An exact transcription of the entries is required, with no images included.

Dataset items
┌────────

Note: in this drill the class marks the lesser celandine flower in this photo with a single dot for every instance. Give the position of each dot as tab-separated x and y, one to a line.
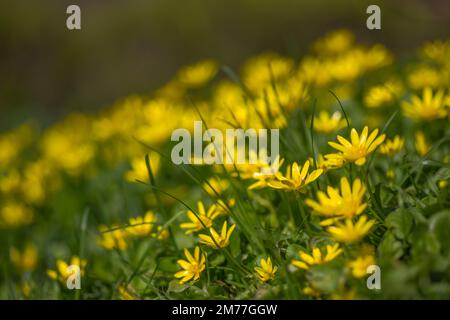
192	267
14	214
421	143
139	170
63	272
142	226
390	147
198	74
360	147
349	231
318	256
360	264
203	219
327	163
216	240
26	260
430	107
266	270
296	178
347	202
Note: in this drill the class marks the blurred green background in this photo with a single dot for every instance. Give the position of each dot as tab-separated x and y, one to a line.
133	47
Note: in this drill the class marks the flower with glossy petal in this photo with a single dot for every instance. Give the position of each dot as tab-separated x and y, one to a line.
192	267
360	264
216	240
349	231
266	271
360	147
296	178
347	202
202	219
430	107
318	256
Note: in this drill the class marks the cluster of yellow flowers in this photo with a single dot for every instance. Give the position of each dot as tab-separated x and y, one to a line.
272	91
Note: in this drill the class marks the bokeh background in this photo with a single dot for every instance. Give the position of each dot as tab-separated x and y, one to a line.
133	47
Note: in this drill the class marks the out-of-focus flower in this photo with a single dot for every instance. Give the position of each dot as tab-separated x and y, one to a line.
26	260
259	72
63	271
318	256
14	214
326	124
139	170
295	179
334	42
390	147
216	240
360	147
430	107
421	143
204	219
348	231
360	264
193	267
142	226
347	203
266	271
113	238
198	74
382	95
438	51
426	77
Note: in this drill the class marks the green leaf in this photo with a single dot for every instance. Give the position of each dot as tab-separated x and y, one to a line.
440	226
400	222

└────────

● **RESPONSE TO THE TASK**:
Note: in this drill the class marks the lesser celandine flower in this photo with a single dot for every instance. Give the position of each dot as tab-separated x and y, one to a line.
192	267
14	214
421	143
139	170
63	272
142	226
390	147
198	74
360	147
349	231
318	256
360	264
203	219
327	163
216	240
26	260
430	107
266	270
296	178
347	202
Note: in this drill the class marks the blurred green background in this photo with a single dot for every instance. Give the position of each dot as tab-separated x and y, one to a line.
133	47
Note: in this drill the class marks the flower with glossy petal in this photo with a single dot for every instance. Give the position of each dot as tab-separated x and y, one to a line.
192	267
360	264
216	240
349	231
266	271
360	147
296	178
347	202
202	219
430	107
318	256
Note: in this drill the class marks the cluster of yellow flowers in this photo with a single dot for every instance. Give the position of each dot as tab-separated x and y, one to a line.
272	91
Note: in this drill the class marks the bokeh background in this photo with a single dot for every instance. Give the position of each dot as tab-separated x and y, one to a line.
133	47
Note: in this drill the class marks the out-of-focus flower in this photo with a single dot for every instance. Give the position of each dot as tab-separated x and y, one to a line.
26	260
259	72
63	271
318	256
14	214
326	124
139	170
295	179
334	42
390	147
216	240
360	147
430	107
421	143
204	219
348	231
360	264
193	267
142	226
347	203
266	271
113	238
198	74
382	95
438	51
426	77
Note: in this drill the class marks the green leaf in this photo with a single dot for every instance. Give the position of each dot as tab-separated x and y, one to a line.
440	226
400	222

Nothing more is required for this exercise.